■ **Problem requirements**: In the data below, find the line that contains "If you could locate the number 3" and the line that contains "If you could locate the coiled". Copy both, plus every line between them, exactly.

Data items:
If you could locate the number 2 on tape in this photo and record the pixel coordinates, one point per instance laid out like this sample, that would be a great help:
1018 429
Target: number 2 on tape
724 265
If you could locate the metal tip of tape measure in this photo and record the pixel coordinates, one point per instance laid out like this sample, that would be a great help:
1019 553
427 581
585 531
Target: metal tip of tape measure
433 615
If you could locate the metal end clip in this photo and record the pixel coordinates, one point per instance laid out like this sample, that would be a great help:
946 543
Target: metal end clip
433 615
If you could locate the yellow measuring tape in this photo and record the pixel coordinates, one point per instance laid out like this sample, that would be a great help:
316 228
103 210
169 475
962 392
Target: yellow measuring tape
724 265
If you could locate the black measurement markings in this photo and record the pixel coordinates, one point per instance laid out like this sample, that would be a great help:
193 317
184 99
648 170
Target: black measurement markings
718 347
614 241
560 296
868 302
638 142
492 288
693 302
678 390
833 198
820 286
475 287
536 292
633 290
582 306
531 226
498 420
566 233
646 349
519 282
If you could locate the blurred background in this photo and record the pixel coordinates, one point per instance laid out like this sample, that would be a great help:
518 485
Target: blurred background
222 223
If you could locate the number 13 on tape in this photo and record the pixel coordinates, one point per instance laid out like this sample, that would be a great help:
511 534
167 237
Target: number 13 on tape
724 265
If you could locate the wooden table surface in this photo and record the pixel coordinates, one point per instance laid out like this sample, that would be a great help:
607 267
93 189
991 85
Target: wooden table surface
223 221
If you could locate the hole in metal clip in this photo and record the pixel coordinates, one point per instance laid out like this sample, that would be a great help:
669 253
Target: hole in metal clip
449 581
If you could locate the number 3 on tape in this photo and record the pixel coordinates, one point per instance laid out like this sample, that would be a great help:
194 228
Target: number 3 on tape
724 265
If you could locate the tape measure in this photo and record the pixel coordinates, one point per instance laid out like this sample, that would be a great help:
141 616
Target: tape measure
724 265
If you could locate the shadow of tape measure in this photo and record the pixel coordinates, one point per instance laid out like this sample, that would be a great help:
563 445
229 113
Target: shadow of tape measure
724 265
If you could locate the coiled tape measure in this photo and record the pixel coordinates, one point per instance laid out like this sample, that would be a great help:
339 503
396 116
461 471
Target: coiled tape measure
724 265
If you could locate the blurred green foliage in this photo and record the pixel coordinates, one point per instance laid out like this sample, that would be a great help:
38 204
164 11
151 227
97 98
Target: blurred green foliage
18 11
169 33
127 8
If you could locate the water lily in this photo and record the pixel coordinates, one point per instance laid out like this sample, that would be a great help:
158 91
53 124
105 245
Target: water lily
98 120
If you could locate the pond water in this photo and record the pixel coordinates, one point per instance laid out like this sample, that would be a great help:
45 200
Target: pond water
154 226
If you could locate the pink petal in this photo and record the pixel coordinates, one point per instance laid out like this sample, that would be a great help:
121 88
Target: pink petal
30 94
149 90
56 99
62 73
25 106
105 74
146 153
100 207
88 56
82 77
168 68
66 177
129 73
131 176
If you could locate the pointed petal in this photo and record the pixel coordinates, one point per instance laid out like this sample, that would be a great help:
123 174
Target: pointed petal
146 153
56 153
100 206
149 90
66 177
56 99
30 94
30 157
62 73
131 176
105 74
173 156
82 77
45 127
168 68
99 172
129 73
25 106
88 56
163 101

■ **Task response**:
If you could locate the number 3 on tape in this photo and record the pixel coordinates, one point per instance laid out like this sample, that would be a great help:
194 228
Target: number 3 on tape
724 265
If you could locate the tape measure in this photo and record the pixel coordinates, one point per instance laid out like this sample, that would be a great help:
141 616
Target: tape measure
724 265
If you could locate the shadow of tape measure in this photo and record the pixel coordinates, one point per instance laid out like this sample, that would be a great help:
563 445
229 113
Target: shadow of tape measure
724 265
If you could locate the coiled tape measure in this photo and record the pixel coordinates, one point per instance laid out like this sample, that would be a great help:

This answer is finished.